**Location identification data**

--- begin ---

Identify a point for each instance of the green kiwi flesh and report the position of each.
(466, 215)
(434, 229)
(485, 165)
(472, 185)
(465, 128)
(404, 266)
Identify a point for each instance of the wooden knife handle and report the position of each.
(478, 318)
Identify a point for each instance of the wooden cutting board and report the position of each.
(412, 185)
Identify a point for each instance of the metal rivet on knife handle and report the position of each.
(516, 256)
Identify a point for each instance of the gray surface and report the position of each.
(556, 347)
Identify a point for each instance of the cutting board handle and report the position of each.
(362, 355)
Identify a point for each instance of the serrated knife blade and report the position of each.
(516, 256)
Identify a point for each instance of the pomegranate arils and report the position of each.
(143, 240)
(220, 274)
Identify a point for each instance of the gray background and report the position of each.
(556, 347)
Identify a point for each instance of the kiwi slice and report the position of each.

--- end ---

**Task prompt**
Copy out all of the data above, switching each "kiwi" to "honeydew" and leaving everything else unchanged.

**Result of this exercise**
Identify a point for each instance of the green honeydew flesh and report the position of each.
(466, 215)
(434, 229)
(485, 165)
(472, 185)
(465, 128)
(404, 266)
Identify a point for each instance of the wooden knife handle and report the position of each.
(478, 318)
Identify a point for each instance of the wooden cutting board and report the position of each.
(412, 185)
Identify a point for each instance of the metal rivet on knife handle and report the position of each.
(516, 256)
Identify a point for each instance of the gray surface and report the position of each.
(556, 347)
Identify a point for each instance of the cutting board handle and report the position of each.
(362, 355)
Identify a point for each instance of the serrated knife blade and report the position of each.
(516, 256)
Identify a point for each instance of the pomegranate arils and report the position of each.
(143, 240)
(220, 274)
Identify a point for each instance of the gray background and report the position of each.
(556, 347)
Identify a point for each instance of the honeydew slice and report the position of each.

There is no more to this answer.